Dataset records of object locations:

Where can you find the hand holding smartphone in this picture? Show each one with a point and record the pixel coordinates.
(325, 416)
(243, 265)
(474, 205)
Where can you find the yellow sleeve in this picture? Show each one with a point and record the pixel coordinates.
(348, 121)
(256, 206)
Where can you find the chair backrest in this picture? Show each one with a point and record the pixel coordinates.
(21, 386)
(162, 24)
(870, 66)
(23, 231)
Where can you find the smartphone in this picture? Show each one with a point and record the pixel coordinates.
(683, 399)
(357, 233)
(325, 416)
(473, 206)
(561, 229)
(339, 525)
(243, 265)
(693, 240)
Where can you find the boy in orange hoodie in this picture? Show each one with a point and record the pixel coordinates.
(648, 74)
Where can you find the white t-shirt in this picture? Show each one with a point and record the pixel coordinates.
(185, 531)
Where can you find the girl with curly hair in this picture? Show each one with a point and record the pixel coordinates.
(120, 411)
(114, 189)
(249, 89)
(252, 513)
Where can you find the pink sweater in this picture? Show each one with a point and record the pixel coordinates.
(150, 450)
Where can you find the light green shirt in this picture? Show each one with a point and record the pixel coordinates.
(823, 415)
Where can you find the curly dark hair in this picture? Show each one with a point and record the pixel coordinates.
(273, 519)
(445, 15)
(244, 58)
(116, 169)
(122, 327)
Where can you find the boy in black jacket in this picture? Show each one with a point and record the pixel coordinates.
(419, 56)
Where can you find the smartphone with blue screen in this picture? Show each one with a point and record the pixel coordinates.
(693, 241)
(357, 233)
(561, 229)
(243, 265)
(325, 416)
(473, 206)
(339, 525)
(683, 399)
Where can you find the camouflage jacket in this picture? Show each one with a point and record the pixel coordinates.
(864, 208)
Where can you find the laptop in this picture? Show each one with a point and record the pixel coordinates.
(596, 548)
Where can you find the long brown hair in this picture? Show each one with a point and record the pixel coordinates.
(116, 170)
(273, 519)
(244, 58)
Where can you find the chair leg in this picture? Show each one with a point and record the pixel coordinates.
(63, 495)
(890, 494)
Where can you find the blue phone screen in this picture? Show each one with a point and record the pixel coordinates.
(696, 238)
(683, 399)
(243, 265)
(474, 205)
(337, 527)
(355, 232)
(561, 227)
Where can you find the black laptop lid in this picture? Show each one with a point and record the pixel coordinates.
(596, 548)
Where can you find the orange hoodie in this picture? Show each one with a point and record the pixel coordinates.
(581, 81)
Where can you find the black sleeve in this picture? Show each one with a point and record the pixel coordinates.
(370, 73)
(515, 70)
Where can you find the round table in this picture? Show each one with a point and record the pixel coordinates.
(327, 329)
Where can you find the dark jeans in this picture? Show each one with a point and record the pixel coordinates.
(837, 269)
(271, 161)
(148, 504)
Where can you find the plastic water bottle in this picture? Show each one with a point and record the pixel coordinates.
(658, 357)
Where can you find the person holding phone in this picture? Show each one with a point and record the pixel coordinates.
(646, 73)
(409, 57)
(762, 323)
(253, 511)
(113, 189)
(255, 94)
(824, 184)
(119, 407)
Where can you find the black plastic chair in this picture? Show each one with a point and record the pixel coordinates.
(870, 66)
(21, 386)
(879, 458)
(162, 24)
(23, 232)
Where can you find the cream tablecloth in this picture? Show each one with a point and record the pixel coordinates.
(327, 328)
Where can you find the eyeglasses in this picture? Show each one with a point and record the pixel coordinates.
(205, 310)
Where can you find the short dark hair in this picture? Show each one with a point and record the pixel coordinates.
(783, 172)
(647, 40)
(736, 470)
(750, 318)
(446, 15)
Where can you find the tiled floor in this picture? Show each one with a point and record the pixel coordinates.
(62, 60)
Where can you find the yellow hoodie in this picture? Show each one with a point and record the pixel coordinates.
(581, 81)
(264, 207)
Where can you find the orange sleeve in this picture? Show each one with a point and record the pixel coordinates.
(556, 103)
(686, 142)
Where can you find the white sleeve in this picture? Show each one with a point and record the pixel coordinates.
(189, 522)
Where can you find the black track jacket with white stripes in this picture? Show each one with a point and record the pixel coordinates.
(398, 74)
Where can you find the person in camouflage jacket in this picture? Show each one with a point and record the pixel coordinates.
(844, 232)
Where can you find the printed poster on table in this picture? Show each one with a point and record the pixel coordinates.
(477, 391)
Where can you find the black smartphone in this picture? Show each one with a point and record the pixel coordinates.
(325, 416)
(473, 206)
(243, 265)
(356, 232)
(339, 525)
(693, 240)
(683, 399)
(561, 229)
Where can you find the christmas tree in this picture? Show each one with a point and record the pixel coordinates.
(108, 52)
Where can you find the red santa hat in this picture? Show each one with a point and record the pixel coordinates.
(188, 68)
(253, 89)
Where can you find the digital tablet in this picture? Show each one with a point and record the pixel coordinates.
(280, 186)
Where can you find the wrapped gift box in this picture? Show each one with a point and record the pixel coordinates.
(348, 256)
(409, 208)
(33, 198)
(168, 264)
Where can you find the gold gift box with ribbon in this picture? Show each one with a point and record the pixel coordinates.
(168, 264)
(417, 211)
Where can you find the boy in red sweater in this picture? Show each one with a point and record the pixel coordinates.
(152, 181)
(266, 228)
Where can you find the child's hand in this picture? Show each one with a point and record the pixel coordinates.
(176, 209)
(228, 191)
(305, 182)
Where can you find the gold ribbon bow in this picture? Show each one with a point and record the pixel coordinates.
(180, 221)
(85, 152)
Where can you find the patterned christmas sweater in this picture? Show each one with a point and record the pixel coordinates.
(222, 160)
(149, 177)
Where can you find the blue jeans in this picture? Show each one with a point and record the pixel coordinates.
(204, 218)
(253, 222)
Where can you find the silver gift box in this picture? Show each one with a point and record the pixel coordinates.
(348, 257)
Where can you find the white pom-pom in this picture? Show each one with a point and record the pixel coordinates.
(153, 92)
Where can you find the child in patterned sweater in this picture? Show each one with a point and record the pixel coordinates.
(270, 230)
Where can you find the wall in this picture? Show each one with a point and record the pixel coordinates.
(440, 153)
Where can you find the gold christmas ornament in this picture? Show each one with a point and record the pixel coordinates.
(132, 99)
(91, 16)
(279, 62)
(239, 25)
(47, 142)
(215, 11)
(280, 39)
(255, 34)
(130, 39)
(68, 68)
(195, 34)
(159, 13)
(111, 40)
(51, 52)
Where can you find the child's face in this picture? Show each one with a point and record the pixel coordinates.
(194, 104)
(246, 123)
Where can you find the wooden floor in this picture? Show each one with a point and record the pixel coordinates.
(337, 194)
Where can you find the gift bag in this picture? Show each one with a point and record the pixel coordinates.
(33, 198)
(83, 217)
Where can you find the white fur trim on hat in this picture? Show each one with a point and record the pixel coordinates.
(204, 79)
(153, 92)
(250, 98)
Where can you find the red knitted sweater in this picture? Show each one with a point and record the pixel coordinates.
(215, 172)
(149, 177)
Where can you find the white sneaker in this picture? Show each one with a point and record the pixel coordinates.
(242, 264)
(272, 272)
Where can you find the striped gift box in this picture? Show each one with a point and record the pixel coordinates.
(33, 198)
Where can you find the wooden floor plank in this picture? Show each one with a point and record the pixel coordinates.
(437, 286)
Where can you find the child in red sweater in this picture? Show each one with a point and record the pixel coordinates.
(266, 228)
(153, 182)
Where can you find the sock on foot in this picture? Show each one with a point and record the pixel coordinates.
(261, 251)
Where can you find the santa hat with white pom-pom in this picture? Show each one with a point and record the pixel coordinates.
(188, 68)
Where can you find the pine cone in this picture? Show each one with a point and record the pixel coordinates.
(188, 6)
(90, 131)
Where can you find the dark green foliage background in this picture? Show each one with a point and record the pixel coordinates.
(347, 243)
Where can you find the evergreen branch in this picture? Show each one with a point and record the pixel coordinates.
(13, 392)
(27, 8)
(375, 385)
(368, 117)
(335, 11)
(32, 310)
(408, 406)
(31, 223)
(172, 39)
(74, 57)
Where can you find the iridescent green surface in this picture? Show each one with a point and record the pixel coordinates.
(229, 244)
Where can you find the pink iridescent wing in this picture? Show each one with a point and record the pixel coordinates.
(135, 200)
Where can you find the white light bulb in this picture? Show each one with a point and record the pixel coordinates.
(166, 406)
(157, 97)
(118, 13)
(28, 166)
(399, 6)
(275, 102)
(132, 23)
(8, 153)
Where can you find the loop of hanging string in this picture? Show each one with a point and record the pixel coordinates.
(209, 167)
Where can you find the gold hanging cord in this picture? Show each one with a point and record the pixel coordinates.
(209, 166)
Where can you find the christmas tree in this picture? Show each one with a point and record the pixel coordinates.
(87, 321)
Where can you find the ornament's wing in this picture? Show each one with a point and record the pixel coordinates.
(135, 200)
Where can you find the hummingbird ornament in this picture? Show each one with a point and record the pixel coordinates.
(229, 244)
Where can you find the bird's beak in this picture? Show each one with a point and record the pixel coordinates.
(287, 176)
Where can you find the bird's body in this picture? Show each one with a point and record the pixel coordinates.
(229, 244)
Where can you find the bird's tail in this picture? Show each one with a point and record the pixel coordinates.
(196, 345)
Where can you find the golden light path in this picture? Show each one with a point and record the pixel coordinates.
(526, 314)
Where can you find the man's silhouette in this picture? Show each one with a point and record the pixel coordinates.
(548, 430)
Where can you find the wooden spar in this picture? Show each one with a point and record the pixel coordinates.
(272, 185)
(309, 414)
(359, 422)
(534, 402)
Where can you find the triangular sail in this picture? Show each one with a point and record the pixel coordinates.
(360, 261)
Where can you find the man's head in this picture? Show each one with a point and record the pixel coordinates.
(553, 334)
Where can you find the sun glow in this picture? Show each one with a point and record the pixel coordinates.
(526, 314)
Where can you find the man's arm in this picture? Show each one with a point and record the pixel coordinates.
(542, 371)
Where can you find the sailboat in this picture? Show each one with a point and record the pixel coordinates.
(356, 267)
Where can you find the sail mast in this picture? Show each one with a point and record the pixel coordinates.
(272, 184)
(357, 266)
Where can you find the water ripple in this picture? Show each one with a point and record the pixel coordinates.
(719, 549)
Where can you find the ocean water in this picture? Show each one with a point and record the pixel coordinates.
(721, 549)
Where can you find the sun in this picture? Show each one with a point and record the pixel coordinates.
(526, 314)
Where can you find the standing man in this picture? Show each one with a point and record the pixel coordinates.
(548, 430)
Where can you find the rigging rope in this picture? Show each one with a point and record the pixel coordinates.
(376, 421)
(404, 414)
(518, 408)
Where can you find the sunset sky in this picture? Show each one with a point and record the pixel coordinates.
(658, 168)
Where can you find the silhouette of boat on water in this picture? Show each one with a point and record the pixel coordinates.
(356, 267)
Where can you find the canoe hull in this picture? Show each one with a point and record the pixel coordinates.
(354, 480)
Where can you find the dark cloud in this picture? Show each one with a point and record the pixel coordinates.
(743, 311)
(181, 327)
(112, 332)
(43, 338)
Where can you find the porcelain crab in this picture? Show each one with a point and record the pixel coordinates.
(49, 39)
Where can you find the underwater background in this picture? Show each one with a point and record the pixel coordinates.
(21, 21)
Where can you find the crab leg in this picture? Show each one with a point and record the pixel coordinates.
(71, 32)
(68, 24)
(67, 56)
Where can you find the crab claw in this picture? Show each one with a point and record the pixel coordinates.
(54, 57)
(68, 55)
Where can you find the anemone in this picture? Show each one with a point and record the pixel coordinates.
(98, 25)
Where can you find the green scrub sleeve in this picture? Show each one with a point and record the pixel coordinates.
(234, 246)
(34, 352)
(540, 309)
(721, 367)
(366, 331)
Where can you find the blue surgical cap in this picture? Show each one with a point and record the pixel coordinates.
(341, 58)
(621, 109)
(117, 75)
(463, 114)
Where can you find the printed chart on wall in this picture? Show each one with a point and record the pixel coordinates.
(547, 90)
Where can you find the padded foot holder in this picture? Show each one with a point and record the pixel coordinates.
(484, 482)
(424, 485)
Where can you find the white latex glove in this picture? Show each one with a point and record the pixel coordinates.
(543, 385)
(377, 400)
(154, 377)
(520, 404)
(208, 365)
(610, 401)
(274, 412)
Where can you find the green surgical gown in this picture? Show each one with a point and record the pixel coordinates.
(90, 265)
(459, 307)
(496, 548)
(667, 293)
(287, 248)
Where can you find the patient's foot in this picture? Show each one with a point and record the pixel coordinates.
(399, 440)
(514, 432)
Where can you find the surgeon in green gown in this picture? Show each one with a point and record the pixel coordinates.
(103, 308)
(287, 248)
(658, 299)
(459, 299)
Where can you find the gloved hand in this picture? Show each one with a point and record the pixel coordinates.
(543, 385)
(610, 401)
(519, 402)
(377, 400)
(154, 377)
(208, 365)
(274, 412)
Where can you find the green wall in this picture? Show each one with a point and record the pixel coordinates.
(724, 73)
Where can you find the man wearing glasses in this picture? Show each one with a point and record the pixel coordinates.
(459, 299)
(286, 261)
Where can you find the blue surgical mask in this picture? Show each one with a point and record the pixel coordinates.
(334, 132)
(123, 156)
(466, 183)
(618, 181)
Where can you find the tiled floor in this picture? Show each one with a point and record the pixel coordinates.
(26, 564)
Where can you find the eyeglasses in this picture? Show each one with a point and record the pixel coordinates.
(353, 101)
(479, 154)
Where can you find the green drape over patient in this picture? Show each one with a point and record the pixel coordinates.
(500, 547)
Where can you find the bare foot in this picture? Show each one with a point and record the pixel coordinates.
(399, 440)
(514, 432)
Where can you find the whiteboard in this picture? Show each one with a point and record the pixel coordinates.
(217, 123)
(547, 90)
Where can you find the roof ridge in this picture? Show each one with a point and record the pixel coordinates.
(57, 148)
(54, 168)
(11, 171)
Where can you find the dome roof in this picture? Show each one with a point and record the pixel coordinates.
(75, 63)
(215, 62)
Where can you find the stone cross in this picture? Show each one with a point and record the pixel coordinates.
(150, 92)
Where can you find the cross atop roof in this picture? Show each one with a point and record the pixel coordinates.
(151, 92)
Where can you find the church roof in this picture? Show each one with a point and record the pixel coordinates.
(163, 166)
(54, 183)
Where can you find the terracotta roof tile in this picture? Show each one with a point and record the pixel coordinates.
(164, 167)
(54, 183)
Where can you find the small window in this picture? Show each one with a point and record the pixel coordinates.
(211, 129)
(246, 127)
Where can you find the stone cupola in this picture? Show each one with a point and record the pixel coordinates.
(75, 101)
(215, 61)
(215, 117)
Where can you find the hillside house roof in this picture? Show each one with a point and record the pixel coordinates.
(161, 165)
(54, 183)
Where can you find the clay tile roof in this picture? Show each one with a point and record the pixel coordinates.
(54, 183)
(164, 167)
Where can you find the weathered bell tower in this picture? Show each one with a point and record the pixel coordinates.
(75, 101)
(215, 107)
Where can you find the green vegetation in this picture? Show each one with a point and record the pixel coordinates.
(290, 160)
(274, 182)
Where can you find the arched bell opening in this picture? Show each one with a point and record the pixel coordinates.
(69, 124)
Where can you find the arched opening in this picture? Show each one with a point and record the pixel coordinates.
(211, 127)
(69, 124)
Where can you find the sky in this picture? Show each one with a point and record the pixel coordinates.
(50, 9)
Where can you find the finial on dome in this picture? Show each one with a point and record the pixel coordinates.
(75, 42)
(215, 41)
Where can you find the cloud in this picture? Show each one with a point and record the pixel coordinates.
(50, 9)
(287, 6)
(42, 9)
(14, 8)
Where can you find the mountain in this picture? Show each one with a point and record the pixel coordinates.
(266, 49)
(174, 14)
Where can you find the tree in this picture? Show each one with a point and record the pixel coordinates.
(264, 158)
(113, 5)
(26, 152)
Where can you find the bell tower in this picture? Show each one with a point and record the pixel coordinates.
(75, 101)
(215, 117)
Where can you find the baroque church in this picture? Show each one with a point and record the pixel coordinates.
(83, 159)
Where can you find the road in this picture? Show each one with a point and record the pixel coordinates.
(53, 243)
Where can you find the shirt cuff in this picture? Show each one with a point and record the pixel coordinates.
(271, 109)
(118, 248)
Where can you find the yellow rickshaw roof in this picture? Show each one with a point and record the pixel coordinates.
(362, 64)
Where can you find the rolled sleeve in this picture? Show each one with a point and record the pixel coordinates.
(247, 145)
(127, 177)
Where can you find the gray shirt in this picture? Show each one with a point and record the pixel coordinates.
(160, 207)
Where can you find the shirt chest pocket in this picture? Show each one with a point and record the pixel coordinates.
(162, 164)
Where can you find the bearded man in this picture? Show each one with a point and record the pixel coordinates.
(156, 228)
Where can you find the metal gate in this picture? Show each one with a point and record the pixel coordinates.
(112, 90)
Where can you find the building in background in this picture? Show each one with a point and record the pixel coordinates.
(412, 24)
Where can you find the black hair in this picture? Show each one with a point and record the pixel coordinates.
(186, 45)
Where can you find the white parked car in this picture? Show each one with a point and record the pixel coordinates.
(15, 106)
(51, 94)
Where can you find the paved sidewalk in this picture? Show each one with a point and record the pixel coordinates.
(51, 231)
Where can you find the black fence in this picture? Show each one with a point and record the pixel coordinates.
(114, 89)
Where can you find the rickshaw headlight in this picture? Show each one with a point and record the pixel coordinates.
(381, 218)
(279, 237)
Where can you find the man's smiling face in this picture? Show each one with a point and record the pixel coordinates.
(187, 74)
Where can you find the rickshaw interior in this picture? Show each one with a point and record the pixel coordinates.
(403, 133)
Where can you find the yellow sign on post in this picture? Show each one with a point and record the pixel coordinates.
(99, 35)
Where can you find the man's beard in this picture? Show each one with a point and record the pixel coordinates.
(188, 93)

- WRITTEN INSTRUCTION: Copy every line from the one containing "Where can you find the rickshaw interior" through the end of the records, requests included. Offset each coordinate value in the answers by adding 82 to it.

- COMPLETE OUTPUT:
Where can you find the rickshaw interior in this picture? Show each one with a point and record the pixel coordinates.
(485, 215)
Where can you find the yellow sign on post in this picture? Show each one with a point and record the pixel coordinates.
(181, 117)
Where can you find the man's beard in this picture? Show each one with a point and record the pixel coordinates.
(270, 175)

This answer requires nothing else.